STATED EXERCISE
From the items below, keep only the lines that contain the word "wheel" and copy each of those lines unchanged.

########################################

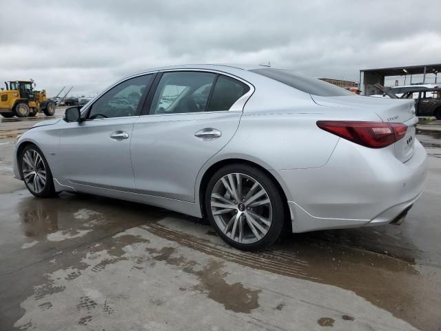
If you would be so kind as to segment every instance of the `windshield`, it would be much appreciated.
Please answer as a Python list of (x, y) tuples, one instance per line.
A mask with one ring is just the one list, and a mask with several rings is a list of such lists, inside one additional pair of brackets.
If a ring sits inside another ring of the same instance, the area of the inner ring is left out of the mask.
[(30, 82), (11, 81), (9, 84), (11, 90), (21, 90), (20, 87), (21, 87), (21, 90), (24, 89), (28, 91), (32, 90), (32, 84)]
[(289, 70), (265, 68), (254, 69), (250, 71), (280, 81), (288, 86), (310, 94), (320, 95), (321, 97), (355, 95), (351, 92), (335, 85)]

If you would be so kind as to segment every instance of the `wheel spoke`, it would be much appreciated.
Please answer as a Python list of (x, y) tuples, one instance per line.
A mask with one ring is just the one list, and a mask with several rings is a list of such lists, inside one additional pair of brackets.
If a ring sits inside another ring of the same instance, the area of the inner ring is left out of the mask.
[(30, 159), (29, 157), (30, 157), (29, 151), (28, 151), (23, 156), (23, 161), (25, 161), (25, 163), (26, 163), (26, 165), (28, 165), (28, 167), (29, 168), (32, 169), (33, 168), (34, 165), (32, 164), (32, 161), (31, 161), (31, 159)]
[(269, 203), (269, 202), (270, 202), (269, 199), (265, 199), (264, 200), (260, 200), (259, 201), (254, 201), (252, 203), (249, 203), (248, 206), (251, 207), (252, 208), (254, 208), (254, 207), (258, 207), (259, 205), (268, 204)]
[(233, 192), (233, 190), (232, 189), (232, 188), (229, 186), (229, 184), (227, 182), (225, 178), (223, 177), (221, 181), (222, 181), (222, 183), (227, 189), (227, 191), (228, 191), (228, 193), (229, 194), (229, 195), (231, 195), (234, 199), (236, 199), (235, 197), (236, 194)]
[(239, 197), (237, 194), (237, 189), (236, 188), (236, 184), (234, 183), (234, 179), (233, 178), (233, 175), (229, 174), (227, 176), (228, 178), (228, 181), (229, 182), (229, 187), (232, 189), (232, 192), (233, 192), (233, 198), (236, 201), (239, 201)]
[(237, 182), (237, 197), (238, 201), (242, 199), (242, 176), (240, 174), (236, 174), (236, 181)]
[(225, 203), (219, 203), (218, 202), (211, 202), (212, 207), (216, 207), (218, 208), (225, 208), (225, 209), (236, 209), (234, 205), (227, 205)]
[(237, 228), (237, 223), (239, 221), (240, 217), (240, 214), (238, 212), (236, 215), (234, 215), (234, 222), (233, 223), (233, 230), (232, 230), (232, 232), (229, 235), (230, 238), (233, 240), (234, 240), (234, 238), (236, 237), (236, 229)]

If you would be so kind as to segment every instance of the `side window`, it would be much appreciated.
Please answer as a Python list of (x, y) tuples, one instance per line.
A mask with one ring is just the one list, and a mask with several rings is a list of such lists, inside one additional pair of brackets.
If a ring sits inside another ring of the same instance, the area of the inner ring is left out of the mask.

########################################

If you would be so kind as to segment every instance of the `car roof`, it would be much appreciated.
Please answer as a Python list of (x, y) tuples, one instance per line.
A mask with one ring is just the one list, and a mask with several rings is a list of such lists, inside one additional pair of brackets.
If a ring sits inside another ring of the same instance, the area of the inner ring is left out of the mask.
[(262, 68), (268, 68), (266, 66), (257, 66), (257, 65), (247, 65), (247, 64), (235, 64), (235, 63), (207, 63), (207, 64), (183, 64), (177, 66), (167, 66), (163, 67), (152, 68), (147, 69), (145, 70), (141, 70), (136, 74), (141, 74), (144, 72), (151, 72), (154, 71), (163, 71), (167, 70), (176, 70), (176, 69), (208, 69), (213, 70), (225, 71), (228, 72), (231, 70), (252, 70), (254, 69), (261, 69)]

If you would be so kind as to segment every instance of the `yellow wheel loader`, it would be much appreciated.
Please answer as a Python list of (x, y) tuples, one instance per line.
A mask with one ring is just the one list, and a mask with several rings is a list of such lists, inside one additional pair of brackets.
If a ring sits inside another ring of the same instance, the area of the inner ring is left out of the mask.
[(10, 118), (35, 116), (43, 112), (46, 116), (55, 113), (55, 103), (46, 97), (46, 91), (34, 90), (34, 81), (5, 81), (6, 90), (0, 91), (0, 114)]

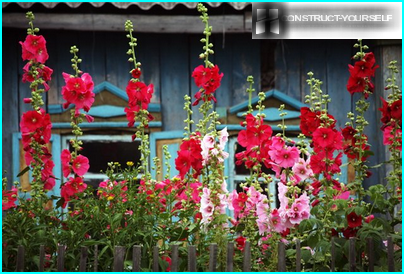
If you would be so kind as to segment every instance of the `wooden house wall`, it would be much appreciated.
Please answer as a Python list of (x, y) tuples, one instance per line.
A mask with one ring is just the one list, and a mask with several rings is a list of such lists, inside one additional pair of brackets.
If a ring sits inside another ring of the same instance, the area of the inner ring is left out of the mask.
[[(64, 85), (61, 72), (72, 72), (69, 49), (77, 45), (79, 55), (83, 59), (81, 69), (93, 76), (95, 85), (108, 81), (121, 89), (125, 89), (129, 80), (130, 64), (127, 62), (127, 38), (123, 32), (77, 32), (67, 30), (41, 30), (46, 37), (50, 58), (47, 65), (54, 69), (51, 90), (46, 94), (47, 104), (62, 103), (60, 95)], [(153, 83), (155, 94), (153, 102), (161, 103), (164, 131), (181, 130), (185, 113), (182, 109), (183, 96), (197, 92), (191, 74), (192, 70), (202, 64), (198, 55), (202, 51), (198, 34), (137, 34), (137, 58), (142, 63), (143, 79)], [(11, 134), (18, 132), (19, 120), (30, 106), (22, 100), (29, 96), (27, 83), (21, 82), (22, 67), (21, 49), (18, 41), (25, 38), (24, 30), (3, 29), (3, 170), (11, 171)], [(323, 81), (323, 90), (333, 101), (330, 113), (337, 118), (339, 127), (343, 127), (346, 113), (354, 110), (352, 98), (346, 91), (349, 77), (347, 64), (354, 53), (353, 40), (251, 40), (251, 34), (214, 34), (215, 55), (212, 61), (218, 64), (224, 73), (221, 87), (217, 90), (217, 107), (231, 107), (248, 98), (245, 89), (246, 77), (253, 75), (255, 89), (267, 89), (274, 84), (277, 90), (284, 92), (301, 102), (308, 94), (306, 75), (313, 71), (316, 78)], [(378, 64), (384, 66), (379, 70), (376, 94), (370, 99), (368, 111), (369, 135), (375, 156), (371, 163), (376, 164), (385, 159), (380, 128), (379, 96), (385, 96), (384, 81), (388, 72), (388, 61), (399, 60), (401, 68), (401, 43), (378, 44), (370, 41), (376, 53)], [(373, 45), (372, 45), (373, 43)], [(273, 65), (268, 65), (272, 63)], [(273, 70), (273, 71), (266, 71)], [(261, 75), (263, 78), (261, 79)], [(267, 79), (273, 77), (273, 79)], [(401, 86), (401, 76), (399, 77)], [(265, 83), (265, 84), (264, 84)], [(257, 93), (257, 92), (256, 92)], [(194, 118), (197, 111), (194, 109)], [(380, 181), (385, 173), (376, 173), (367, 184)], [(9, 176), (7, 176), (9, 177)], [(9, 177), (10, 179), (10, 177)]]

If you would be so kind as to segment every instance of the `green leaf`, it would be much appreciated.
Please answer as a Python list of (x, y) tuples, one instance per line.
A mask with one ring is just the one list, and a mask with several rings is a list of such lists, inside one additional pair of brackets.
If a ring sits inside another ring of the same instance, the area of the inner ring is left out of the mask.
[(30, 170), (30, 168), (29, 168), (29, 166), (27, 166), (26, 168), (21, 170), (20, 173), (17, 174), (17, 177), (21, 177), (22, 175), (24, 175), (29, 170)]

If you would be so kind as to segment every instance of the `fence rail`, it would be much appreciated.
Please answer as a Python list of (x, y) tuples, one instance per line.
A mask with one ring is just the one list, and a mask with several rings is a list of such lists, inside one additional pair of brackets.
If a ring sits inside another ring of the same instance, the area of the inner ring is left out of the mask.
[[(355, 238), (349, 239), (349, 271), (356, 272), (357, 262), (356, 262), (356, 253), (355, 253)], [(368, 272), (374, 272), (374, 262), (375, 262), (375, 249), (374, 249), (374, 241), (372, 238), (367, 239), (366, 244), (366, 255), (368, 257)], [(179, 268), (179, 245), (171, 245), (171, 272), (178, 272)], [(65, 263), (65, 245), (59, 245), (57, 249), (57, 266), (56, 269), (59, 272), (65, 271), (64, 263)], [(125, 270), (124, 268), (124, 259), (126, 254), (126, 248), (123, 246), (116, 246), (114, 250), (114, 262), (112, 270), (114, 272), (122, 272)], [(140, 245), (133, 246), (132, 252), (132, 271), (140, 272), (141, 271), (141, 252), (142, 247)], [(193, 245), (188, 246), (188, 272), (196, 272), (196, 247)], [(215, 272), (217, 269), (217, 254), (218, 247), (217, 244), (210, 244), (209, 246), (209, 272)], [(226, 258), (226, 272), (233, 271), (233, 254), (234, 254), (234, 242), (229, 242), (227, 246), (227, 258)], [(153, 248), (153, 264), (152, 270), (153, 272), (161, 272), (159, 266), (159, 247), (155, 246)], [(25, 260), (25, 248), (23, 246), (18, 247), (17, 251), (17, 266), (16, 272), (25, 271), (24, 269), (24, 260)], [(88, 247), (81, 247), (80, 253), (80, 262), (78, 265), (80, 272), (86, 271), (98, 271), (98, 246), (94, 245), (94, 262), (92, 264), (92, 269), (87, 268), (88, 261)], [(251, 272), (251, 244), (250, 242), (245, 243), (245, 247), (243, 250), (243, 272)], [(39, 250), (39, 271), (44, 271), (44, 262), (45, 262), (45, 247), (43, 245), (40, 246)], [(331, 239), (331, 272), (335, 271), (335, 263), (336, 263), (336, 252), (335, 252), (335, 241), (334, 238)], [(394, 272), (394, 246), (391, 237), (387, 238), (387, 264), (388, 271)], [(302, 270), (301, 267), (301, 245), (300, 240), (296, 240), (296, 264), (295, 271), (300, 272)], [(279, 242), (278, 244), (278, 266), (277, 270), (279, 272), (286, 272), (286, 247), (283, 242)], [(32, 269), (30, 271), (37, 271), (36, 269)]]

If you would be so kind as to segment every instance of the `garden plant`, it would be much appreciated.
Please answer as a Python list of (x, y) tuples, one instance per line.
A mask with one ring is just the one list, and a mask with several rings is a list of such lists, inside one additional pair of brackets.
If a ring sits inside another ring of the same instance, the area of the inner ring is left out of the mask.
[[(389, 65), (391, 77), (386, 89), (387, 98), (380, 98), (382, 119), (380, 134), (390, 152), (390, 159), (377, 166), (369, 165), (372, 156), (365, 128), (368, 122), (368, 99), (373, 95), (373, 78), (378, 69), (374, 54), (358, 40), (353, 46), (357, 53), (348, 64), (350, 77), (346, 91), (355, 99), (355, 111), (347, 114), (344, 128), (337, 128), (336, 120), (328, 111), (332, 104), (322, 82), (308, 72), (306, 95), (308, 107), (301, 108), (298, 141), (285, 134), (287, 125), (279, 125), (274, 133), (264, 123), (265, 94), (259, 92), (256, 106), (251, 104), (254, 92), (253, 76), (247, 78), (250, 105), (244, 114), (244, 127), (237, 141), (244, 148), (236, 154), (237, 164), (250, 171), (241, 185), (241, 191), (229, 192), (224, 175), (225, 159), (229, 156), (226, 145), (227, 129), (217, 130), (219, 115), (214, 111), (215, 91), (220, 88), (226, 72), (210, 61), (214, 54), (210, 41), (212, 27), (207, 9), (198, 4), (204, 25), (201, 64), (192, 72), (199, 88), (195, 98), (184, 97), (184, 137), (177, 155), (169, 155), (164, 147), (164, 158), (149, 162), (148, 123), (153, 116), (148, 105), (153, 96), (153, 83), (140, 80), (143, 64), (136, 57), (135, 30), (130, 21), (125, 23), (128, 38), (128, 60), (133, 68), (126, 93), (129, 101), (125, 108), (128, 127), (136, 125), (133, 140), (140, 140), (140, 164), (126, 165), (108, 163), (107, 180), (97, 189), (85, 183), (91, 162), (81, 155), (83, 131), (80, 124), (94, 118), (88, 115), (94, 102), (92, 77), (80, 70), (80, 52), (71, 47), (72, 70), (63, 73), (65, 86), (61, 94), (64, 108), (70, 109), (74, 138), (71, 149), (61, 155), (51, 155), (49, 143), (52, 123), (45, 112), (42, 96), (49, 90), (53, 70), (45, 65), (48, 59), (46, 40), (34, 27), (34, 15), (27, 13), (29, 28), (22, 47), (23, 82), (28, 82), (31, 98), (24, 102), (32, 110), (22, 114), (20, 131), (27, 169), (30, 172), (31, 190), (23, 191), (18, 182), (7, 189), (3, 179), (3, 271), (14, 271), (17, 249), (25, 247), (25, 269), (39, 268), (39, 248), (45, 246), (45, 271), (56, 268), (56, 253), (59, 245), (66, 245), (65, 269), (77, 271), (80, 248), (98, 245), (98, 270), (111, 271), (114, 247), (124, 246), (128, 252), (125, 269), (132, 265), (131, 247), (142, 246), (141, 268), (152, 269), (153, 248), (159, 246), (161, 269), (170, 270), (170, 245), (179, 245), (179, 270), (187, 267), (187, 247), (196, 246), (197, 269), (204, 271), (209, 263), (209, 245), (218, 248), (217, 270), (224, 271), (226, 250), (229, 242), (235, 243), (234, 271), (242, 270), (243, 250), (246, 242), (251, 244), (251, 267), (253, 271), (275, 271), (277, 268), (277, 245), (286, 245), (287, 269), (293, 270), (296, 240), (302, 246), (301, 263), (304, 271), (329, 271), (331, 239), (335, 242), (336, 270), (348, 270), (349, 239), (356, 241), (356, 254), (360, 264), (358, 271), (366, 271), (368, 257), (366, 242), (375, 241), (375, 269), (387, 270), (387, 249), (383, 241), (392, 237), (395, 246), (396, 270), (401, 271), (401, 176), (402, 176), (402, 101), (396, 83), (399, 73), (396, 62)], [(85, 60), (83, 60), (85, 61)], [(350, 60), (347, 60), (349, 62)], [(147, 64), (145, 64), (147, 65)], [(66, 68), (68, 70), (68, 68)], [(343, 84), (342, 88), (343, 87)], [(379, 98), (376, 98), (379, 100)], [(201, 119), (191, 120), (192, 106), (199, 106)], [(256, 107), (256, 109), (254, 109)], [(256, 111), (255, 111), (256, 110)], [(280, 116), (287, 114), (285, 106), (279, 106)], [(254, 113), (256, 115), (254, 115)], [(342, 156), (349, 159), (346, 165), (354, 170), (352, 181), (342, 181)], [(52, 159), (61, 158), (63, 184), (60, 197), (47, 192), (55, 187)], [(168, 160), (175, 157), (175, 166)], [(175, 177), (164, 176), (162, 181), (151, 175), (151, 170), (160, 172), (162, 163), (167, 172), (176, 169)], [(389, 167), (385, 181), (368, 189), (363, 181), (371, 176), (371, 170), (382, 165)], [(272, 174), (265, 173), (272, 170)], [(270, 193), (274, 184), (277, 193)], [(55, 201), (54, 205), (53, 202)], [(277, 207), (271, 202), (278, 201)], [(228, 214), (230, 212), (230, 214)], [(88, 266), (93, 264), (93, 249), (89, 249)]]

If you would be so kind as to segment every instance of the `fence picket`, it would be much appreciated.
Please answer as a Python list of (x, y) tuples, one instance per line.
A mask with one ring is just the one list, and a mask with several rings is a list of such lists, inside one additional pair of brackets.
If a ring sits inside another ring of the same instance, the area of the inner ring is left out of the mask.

########################################

EXERCISE ANSWER
If you would be so kind as to segment every instance of the `wheel spoke`, it would be much appreciated.
If you would be so kind as to segment every instance of the `yellow wheel loader`, it would be much appreciated.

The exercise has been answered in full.